═════ TASK DATA

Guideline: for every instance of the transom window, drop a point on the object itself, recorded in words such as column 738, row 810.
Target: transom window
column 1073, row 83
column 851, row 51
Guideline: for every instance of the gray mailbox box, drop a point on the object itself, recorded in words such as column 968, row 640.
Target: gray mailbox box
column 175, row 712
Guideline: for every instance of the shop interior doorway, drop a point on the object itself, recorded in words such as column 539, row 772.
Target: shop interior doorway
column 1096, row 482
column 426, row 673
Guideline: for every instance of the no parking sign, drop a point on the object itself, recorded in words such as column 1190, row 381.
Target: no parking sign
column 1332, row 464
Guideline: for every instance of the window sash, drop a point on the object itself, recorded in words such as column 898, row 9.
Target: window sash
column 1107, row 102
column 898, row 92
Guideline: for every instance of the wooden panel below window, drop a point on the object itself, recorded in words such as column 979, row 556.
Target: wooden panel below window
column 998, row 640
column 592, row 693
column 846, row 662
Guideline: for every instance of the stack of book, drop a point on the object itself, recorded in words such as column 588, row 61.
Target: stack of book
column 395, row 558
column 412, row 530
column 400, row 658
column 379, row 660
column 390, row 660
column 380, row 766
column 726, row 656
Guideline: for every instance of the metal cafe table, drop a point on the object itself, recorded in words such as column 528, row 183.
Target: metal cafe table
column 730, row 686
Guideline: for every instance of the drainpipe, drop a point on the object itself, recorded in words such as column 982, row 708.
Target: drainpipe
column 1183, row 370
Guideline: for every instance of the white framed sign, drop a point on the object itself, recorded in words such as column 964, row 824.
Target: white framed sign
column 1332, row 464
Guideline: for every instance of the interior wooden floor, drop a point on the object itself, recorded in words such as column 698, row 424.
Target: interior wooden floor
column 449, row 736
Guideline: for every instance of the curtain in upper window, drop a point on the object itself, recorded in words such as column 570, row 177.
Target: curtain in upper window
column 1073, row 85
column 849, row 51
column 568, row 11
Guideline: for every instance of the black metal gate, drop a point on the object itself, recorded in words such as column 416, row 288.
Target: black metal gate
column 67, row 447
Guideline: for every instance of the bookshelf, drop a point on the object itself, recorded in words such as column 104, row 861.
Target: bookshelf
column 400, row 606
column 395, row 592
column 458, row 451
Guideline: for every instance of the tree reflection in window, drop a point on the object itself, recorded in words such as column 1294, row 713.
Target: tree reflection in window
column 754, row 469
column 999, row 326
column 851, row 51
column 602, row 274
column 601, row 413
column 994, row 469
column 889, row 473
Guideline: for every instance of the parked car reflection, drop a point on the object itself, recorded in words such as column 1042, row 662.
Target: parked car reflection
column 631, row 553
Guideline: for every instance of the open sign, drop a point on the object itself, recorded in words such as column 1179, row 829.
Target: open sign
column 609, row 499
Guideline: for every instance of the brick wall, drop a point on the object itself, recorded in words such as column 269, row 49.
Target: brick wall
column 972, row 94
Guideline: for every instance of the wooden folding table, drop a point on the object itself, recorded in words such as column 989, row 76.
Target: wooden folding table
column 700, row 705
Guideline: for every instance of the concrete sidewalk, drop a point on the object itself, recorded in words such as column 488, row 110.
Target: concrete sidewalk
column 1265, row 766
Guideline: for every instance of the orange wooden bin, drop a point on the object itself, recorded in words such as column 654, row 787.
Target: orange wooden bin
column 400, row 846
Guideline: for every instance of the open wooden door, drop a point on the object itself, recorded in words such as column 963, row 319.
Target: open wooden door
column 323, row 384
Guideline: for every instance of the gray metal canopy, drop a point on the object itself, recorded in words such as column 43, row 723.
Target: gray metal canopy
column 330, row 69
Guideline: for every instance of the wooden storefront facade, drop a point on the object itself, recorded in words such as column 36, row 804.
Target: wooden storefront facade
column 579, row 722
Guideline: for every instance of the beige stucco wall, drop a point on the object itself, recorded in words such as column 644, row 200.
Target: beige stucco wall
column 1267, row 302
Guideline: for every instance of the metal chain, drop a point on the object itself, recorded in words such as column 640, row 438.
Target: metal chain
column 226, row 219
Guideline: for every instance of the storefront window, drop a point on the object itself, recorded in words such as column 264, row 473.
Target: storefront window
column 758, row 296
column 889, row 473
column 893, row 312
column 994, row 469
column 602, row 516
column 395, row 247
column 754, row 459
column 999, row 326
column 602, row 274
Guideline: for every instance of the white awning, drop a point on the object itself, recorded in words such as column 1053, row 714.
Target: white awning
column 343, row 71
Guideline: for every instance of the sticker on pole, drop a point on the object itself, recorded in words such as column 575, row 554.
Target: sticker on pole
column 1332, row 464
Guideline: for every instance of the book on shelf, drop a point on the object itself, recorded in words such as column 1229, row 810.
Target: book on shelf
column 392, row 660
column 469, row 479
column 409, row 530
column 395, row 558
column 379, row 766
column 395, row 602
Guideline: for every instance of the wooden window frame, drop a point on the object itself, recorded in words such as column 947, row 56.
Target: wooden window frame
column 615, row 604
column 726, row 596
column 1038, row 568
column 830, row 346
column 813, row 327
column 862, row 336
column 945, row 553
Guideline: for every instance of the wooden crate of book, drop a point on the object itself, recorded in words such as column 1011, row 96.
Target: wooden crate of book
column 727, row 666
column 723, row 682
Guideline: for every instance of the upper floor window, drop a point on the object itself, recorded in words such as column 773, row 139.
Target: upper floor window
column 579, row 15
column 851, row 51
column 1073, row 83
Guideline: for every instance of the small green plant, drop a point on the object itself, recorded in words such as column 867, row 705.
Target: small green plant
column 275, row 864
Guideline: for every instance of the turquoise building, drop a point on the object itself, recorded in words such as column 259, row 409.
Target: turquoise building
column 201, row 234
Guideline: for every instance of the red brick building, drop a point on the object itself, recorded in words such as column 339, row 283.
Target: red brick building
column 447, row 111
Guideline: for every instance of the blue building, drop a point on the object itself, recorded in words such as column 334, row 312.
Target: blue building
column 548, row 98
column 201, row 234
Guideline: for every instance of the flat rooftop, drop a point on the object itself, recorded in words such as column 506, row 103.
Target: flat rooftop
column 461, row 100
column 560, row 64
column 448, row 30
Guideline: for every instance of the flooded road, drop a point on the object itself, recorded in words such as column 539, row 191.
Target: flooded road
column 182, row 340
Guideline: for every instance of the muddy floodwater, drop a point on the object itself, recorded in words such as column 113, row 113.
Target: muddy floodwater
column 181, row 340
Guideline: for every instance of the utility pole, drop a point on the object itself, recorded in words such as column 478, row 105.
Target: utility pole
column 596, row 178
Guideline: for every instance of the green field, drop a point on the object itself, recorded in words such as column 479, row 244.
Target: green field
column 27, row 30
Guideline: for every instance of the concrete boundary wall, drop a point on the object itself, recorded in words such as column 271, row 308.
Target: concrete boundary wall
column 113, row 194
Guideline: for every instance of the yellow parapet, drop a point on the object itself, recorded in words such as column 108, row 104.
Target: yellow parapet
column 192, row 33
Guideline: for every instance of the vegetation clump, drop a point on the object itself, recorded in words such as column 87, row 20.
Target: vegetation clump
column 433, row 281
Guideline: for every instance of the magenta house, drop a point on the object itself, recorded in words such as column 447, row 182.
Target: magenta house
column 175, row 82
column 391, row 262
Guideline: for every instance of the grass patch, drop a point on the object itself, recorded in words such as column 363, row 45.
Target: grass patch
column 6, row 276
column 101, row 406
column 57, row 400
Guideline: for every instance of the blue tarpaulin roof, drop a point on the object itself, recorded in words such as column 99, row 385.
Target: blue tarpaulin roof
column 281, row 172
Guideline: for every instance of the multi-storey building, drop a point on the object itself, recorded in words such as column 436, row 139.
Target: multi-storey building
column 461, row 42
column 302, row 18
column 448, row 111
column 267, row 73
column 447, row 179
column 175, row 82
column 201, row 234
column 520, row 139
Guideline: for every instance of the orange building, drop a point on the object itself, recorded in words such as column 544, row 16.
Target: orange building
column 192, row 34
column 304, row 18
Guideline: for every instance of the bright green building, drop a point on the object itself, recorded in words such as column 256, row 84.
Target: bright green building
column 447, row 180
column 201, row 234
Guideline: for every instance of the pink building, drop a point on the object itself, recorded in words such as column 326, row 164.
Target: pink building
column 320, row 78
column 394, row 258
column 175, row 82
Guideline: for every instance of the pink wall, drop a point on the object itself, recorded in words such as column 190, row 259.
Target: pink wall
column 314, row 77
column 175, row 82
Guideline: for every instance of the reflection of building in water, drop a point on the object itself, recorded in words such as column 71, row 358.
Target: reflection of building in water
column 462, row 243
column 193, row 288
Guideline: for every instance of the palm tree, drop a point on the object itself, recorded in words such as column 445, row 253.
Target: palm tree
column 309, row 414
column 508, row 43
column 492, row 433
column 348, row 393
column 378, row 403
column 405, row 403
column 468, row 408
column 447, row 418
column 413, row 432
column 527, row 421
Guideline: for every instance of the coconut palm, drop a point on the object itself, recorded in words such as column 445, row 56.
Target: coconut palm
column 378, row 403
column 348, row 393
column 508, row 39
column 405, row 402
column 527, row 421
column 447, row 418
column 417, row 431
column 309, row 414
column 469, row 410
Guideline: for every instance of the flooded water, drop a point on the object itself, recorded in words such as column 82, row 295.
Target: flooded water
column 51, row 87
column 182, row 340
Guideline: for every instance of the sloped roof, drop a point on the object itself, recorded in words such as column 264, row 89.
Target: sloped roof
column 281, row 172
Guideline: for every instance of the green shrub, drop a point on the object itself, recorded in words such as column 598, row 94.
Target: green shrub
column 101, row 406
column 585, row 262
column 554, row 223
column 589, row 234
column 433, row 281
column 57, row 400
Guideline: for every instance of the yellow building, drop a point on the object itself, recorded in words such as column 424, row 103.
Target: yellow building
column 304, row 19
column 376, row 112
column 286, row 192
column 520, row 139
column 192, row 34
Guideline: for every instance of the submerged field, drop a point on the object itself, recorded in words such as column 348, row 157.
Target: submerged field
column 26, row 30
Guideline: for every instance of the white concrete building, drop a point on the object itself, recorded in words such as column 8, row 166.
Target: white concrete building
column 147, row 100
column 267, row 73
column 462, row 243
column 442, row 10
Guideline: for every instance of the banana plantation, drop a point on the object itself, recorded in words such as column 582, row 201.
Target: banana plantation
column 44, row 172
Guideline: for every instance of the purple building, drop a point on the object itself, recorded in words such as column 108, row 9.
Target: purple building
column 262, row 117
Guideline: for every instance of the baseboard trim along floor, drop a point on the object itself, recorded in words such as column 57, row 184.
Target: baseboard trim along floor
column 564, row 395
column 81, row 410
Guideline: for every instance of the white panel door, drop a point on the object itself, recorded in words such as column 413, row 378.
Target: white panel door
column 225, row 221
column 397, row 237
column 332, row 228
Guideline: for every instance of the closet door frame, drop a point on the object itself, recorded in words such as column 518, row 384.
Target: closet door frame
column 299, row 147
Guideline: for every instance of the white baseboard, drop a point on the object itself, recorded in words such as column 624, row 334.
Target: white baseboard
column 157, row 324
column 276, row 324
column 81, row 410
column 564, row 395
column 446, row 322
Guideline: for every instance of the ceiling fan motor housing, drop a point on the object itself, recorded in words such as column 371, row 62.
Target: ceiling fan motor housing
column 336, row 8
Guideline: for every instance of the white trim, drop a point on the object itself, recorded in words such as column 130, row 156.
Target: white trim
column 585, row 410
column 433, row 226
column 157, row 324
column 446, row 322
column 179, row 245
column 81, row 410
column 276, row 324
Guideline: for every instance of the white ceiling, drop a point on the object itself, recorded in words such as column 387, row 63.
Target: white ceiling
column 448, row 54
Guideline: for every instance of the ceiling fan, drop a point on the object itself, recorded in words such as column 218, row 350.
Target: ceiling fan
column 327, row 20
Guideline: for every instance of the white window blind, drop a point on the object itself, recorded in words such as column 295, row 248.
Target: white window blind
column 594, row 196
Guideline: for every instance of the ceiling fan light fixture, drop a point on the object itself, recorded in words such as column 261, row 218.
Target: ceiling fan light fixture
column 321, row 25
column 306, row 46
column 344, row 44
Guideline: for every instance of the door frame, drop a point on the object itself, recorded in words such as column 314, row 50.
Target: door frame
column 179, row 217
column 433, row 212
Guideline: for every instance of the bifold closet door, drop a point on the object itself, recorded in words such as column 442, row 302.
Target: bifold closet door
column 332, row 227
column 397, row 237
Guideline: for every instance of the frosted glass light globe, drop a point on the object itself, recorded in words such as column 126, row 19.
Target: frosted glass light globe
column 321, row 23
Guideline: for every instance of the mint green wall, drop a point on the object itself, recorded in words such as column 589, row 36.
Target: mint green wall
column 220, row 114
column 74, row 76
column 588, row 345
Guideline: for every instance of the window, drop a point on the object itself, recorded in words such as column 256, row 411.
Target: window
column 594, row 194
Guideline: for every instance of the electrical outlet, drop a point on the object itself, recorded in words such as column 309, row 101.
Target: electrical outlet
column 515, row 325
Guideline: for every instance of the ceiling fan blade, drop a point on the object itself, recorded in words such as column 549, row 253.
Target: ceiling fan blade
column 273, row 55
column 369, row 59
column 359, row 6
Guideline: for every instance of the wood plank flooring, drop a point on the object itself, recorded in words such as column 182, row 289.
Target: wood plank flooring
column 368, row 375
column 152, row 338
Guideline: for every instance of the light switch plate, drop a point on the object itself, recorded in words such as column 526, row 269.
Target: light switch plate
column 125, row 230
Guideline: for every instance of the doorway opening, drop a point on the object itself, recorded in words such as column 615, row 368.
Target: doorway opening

══════════

- WORK TO COMPLETE -
Quote the lines above exactly, from the line containing "Guideline: for every instance of the muddy" down through the line containing "column 181, row 340".

- SOLUTION -
Guideline: for every instance of the muddy floodwater, drop a point on the object itself, recorded in words such as column 113, row 113.
Target: muddy floodwater
column 181, row 340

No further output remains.